Written problem 1 → In the passage on the French pension strikes, how many special pension plans does the reform aim to streamline?
Written problem 2 → Decide whether each statement agrees with the passage on the French pension strikes, giving yes or no with the deciding words quoted from it: (a) The government intends to raise the official retirement age above 62. (b) The striking truckers were protesting a fuel tax hike. (c) Edouard Philippe spoke to the French in a nationwide address on Friday.
Written problem 3 → Return the part of the passage on the French pension strikes that runs between "Macron says the" and "earlier than 62.", inclusive.

Provided text →
*****
As the strikes entered a third day Saturday, tourists and shoppers faced shuttered subway lines around Paris and near-empty train stations.

Truckers striking over a fuel tax hike disrupted traffic on highways from Provence in the southeast to Normandy in the northwest. A similar fuel tax is what unleashed the yellow vest movement a year ago, and this convergence of grievances could pose a major new threat to Macron's presidency.

Macron says the reform, which will streamline a convoluted system of 42 special pension plans, will make the national pension system more fair and financially sustainable. The government says it won't raise the official retirement age of 62 but the plan is expected to including financial conditions to encourage people to work longer. Those most against the changes are workers in special categories like transport who can now retire earlier than 62.

So far the travel chaos is not deterring the government. Prime Minister Edouard Philippe plainly told the French in a nationwide address Friday: “You're going to have to work longer.”
*****
[Box-labeled dataset extracts]
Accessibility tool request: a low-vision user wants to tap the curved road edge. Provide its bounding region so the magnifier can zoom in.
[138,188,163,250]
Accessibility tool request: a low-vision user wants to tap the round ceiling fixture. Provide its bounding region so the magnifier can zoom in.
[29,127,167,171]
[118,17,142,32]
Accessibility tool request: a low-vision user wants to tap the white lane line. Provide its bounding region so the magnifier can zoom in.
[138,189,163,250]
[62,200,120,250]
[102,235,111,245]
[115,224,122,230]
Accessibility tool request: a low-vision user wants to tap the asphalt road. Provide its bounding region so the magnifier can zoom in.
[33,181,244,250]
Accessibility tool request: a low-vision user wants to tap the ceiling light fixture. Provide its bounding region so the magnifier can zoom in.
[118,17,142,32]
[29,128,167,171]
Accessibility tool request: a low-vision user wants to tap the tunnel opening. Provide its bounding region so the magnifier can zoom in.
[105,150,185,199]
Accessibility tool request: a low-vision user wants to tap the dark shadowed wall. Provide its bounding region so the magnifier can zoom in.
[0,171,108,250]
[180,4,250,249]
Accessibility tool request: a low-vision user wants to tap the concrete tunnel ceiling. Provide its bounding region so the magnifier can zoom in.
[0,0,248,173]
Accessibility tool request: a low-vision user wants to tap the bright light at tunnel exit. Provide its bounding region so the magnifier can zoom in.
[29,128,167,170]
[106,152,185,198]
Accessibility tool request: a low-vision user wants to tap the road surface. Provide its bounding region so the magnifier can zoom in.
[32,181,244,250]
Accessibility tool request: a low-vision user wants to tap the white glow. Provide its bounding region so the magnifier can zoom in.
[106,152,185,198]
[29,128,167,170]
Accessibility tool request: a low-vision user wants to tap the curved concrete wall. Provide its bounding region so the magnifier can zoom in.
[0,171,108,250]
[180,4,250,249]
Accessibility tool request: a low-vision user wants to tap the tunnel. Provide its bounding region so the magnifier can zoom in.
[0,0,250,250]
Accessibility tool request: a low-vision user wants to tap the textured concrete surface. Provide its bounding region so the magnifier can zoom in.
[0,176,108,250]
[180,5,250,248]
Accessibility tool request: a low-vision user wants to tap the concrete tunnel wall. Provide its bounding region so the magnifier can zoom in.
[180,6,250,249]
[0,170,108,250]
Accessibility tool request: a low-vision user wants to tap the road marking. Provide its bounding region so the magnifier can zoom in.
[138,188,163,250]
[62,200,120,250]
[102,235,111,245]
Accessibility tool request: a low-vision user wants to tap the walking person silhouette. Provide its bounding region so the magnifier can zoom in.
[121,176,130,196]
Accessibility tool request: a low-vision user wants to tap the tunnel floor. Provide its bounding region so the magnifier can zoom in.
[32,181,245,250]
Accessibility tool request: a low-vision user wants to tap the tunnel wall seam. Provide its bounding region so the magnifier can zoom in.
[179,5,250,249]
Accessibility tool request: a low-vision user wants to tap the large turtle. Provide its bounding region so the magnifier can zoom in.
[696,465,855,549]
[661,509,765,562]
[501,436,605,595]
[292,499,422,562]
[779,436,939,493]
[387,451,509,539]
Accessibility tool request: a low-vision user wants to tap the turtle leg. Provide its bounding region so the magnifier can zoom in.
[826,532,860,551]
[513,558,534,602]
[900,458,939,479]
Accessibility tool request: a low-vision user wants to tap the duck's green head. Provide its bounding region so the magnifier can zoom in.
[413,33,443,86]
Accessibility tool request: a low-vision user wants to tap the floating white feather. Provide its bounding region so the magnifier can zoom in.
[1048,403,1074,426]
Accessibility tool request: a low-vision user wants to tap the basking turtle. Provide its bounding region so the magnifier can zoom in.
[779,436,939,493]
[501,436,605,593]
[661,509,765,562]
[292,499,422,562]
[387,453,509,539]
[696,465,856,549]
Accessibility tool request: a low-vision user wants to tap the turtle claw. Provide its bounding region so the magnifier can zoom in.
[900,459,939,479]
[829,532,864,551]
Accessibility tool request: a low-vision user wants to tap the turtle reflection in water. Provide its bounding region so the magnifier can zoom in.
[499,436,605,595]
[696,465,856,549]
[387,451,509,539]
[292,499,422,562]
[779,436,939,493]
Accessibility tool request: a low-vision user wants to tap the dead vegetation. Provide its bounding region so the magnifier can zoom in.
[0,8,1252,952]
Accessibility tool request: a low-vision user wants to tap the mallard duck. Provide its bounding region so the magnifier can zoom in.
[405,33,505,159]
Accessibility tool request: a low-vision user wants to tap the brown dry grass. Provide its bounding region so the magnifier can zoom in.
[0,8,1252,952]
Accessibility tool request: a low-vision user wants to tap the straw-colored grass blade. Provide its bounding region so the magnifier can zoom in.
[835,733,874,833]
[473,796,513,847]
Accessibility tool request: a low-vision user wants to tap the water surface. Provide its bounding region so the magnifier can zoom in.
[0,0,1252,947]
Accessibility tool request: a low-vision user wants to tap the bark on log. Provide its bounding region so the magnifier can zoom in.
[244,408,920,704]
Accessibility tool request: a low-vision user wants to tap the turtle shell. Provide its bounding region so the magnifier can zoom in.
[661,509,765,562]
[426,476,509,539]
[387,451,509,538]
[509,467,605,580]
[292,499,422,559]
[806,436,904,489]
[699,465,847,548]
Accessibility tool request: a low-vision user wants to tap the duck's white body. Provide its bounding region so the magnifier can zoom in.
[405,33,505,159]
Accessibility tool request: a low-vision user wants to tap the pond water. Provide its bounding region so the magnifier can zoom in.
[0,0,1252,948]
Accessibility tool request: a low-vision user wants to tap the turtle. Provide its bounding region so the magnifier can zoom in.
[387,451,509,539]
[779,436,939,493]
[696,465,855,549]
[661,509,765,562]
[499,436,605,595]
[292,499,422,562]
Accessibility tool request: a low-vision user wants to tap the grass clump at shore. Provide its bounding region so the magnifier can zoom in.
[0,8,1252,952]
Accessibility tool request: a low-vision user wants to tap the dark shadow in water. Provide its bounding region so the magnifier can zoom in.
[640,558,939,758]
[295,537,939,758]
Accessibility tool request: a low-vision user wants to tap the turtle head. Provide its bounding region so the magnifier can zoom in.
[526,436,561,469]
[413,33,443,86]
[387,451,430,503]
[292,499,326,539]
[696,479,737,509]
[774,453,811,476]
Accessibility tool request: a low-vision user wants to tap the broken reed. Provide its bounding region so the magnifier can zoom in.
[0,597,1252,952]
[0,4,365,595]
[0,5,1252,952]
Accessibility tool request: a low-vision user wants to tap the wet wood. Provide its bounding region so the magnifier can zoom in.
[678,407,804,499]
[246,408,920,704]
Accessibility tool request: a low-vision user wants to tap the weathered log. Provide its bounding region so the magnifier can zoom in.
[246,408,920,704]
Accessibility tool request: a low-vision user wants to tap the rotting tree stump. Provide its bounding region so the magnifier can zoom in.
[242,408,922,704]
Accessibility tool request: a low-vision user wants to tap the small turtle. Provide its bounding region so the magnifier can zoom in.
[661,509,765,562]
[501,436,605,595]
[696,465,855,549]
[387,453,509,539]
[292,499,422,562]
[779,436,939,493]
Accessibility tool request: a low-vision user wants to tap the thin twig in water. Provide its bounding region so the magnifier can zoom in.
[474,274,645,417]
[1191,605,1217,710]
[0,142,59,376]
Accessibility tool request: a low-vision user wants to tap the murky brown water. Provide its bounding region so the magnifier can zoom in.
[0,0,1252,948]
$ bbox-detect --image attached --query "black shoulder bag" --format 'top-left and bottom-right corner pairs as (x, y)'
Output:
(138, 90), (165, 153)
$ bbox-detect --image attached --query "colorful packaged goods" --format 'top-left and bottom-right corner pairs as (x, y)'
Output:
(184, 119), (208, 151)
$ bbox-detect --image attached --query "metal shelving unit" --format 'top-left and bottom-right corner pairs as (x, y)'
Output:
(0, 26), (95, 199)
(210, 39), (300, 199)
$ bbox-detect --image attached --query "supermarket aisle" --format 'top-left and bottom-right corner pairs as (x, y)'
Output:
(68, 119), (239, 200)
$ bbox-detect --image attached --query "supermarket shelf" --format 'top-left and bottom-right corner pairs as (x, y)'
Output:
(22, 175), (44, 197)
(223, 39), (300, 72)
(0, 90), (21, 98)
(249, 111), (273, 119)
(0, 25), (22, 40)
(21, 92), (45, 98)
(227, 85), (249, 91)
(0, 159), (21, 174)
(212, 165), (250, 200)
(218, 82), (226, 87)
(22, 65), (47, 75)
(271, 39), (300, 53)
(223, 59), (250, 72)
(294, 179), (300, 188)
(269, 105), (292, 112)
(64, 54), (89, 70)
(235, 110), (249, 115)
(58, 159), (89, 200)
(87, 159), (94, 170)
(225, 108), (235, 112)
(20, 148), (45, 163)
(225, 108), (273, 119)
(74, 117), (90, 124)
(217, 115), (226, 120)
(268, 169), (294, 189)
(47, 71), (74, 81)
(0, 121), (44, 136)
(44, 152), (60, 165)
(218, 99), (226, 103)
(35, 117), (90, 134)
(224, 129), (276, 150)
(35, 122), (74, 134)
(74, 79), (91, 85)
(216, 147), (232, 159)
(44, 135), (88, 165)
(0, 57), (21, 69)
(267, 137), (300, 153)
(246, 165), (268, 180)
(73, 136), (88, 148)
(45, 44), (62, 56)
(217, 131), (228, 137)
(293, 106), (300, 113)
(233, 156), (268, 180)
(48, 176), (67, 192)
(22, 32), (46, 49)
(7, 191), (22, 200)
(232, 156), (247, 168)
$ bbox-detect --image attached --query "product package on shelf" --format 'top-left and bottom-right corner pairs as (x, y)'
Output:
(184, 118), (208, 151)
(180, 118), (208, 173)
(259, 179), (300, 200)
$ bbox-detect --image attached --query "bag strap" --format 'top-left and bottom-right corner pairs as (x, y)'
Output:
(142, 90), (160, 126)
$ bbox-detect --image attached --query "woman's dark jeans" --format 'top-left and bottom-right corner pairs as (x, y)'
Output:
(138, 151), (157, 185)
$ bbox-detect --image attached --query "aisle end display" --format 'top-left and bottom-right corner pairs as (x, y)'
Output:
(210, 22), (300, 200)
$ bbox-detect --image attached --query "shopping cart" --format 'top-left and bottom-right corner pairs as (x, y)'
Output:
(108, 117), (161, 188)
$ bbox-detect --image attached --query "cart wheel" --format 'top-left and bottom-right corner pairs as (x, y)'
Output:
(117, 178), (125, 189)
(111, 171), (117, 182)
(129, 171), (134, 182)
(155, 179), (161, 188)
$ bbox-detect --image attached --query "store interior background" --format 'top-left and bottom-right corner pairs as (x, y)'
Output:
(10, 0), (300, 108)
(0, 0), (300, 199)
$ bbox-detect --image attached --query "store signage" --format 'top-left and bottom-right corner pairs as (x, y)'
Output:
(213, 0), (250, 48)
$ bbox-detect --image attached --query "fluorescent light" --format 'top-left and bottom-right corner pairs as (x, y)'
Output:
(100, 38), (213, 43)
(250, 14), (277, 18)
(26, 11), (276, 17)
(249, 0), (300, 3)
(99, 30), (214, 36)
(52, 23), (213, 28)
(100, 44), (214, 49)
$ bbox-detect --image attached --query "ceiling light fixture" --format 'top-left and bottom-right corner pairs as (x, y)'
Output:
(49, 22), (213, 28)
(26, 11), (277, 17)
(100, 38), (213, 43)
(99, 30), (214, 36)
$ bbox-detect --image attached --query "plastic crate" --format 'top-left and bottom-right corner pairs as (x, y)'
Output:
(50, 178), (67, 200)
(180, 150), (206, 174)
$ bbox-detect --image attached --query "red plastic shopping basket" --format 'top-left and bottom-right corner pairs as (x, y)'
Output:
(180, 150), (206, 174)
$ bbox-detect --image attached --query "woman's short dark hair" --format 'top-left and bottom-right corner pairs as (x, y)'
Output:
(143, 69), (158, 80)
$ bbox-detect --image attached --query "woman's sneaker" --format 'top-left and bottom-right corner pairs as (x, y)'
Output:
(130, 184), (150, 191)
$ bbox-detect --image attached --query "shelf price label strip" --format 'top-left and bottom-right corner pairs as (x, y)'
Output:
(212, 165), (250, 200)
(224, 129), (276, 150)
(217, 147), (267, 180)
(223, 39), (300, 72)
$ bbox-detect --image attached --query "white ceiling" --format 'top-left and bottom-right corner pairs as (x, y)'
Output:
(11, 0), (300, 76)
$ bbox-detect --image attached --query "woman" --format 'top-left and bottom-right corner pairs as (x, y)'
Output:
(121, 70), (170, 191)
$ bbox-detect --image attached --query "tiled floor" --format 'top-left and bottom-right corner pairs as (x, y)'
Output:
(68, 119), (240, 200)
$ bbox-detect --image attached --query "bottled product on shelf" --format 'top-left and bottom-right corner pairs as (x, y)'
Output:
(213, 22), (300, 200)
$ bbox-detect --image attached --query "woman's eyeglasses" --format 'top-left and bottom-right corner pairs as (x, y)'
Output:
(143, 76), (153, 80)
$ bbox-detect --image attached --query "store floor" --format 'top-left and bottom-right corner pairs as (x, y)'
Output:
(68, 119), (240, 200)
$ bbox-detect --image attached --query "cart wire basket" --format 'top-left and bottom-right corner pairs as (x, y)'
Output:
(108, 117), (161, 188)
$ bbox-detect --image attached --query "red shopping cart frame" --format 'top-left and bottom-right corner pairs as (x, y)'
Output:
*****
Output 1 → 42

Output 2 →
(a) No: "The government says it won't raise the official retirement age of 62"
(b) Yes: "Truckers striking over a fuel tax hike"
(c) Yes: "Prime Minister Edouard Philippe plainly told the French in a nationwide address Friday"

Output 3 →
Macron says the reform, which will streamline a convoluted system of 42 special pension plans, will make the national pension system more fair and financially sustainable. The government says it won't raise the official retirement age of 62 but the plan is expected to including financial conditions to encourage people to work longer. Those most against the changes are workers in special categories like transport who can now retire earlier than 62.